Task brief
Rewrite the data from the line containing "Target: blue dot" down through the last line, adding 35 to each coordinate in the answer points and keeping every other line unchanged. Leave the picture lines out.

Data entries
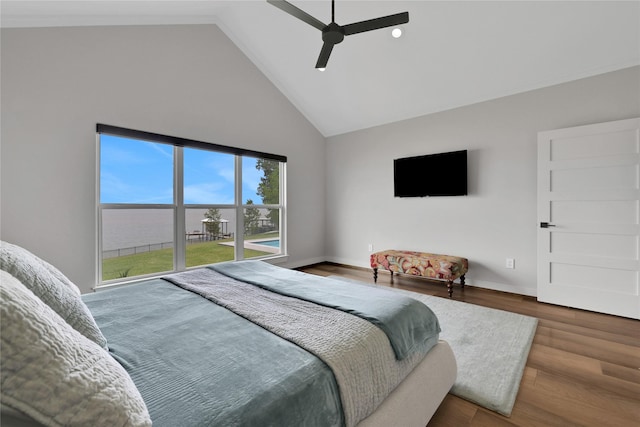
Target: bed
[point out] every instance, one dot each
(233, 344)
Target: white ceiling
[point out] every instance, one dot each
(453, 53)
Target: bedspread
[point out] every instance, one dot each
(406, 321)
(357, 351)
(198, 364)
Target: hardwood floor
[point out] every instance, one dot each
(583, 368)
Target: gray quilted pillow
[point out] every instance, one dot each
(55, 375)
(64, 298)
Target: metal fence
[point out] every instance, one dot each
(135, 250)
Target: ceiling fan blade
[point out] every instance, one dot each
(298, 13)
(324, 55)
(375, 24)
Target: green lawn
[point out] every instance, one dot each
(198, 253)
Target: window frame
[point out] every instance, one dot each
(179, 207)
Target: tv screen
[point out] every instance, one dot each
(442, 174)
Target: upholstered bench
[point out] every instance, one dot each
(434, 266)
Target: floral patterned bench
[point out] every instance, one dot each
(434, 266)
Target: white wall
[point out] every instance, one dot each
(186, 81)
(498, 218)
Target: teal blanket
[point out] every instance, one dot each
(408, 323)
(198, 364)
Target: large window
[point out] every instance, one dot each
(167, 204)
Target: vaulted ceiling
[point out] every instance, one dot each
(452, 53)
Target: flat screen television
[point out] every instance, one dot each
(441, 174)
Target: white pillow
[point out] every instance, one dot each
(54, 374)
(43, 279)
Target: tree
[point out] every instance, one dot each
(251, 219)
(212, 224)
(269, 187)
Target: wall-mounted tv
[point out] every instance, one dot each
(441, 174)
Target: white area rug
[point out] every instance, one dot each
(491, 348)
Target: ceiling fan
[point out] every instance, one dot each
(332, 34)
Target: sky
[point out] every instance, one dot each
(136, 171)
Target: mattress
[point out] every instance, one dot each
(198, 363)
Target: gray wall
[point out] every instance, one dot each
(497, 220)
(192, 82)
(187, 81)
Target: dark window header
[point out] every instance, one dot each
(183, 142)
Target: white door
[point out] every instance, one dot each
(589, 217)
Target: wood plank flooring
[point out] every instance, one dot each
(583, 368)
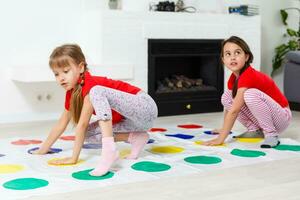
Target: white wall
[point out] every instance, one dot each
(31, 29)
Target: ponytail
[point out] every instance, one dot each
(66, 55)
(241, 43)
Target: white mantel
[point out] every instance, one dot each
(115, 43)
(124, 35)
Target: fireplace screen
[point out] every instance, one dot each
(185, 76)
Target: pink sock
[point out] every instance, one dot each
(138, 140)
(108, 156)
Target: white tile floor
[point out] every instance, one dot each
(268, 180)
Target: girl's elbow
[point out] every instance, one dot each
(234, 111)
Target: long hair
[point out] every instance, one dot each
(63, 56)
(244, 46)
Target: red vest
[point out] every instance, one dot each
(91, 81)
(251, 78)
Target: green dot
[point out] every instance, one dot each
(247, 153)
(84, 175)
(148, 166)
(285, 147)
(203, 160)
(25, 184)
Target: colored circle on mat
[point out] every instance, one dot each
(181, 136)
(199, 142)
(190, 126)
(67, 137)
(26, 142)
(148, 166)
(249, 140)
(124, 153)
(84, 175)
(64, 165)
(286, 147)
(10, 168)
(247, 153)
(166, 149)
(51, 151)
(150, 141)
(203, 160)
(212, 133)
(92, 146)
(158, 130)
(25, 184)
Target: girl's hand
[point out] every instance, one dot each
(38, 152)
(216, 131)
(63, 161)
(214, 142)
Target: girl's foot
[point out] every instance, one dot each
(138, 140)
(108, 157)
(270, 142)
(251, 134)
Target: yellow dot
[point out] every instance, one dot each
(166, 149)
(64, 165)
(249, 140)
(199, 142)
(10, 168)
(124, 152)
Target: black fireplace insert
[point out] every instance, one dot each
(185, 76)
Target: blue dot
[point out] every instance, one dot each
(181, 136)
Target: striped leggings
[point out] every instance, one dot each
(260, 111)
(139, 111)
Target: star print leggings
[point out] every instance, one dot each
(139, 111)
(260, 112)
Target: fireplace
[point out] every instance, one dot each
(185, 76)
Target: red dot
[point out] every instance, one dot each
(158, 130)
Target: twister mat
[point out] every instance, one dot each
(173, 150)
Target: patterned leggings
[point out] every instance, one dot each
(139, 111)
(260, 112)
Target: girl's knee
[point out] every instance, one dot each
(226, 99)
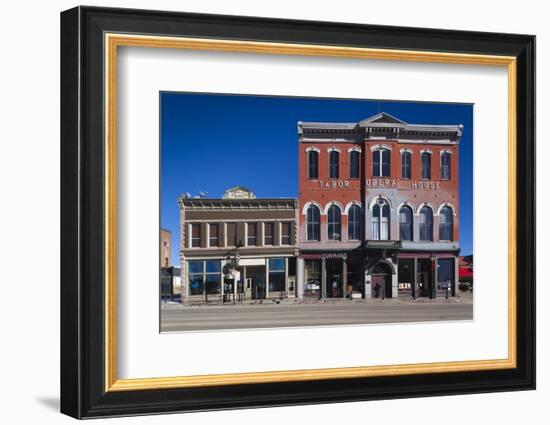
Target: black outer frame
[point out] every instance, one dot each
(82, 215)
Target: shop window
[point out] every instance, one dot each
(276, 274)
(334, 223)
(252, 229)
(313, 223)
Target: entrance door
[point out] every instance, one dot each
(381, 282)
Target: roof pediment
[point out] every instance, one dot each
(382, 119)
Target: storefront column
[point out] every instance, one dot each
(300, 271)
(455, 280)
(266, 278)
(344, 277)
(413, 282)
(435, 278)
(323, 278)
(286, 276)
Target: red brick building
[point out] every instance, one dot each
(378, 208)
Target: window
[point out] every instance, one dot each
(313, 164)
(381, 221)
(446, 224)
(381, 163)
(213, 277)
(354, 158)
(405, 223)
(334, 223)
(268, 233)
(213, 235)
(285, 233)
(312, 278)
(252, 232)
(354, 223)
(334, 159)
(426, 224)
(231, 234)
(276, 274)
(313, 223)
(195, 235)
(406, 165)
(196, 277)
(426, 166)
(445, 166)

Problem solution
Target: blue dot
[point out] every instance, one dot each
(216, 171)
Target: striped leggings
[point out] every instance, one dot each
(295, 146)
(174, 146)
Target: star print leggings
[point out] every instance, one dot each
(174, 146)
(295, 147)
Target: fireplace
[point out] every instance, one dot each
(220, 111)
Target: red dot
[point out] every instance, one dot each
(193, 165)
Target: twister mat
[point out] every instance, one dot each
(208, 185)
Target: patterned leggings
[point out] every instance, one dot each
(174, 146)
(295, 147)
Target: girl's knee
[point out] every instance, one dot each
(261, 134)
Target: black outer frame
[point out] every instance, one dot each
(117, 250)
Target: shop window
[point out] every instance, one dot each
(311, 309)
(369, 258)
(287, 264)
(348, 258)
Target: entrance door
[point out] every instance, one dot each
(416, 317)
Target: roof pediment
[point out] every instance, one dot each
(417, 154)
Target: storefront column
[point out] every instance, one dot each
(335, 306)
(490, 315)
(301, 313)
(379, 312)
(448, 317)
(470, 313)
(358, 313)
(321, 311)
Target: red brick building
[point out] every instance, one dot each
(413, 243)
Target: window
[point out] every instance, one dot each
(348, 199)
(416, 256)
(481, 259)
(416, 198)
(248, 312)
(389, 193)
(440, 258)
(369, 258)
(303, 268)
(248, 270)
(320, 268)
(347, 313)
(287, 267)
(389, 258)
(369, 194)
(461, 259)
(266, 269)
(311, 309)
(348, 258)
(230, 270)
(441, 200)
(231, 312)
(461, 201)
(480, 201)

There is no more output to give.